*WHAT YOU WILL DO*
Copy out all of the material below word for word, keeping every line unchanged.

########################################

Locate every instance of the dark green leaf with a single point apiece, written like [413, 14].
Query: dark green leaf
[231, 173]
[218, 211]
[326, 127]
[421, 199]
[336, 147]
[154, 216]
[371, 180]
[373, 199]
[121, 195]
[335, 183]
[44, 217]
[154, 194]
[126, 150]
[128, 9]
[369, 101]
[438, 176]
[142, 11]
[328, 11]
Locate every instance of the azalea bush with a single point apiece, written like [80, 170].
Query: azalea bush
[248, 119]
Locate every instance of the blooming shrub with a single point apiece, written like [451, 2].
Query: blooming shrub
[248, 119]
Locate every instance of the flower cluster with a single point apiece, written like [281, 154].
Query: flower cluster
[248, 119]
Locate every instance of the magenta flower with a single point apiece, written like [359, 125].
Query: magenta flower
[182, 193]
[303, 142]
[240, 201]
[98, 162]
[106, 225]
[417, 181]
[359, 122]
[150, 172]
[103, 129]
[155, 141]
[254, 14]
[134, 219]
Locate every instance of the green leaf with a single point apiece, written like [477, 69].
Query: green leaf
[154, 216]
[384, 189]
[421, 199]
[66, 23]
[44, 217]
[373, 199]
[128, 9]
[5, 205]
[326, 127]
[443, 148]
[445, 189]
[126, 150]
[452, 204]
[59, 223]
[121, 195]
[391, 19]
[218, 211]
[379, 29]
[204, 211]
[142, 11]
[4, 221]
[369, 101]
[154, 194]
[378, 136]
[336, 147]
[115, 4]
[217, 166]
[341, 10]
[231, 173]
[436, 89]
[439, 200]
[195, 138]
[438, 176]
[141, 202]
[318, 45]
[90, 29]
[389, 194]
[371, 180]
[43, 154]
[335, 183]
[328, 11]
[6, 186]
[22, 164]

########################################

*EXERCISE RESULT*
Locate every instance of the dark green leaf with a single point apiece, written like [413, 14].
Query: dark green leaf
[231, 173]
[218, 211]
[326, 127]
[421, 199]
[336, 147]
[154, 216]
[371, 180]
[373, 199]
[121, 195]
[335, 183]
[44, 217]
[154, 194]
[126, 150]
[128, 9]
[369, 101]
[438, 176]
[142, 11]
[328, 11]
Locate every instance of the azalea bush with a single point apiece, written like [80, 170].
Query: azalea bush
[248, 119]
Locate every instance of the blooming shrub with a single point apiece, written like [451, 2].
Query: blooming shrub
[248, 119]
Locate every instance of the flower cluster with a single point apiece, written like [281, 154].
Query: flower cluster
[248, 119]
Locate every instance of the magenta flower with a single point apiece, written like [359, 125].
Query: magenta flower
[182, 193]
[303, 142]
[240, 201]
[98, 162]
[106, 225]
[417, 181]
[359, 122]
[150, 172]
[103, 129]
[155, 141]
[254, 14]
[134, 219]
Locate every instance of the green leaf with a single point apiece, written like [477, 69].
Query: green leaf
[154, 216]
[384, 189]
[421, 199]
[66, 23]
[44, 217]
[373, 199]
[128, 9]
[5, 205]
[326, 127]
[443, 148]
[445, 189]
[126, 150]
[452, 204]
[59, 223]
[121, 195]
[391, 19]
[218, 211]
[379, 29]
[204, 211]
[142, 11]
[4, 221]
[369, 101]
[154, 194]
[378, 136]
[336, 147]
[115, 4]
[217, 166]
[341, 10]
[231, 173]
[436, 89]
[439, 200]
[195, 138]
[438, 176]
[141, 202]
[318, 45]
[90, 29]
[389, 194]
[371, 180]
[43, 154]
[335, 183]
[328, 11]
[6, 186]
[22, 164]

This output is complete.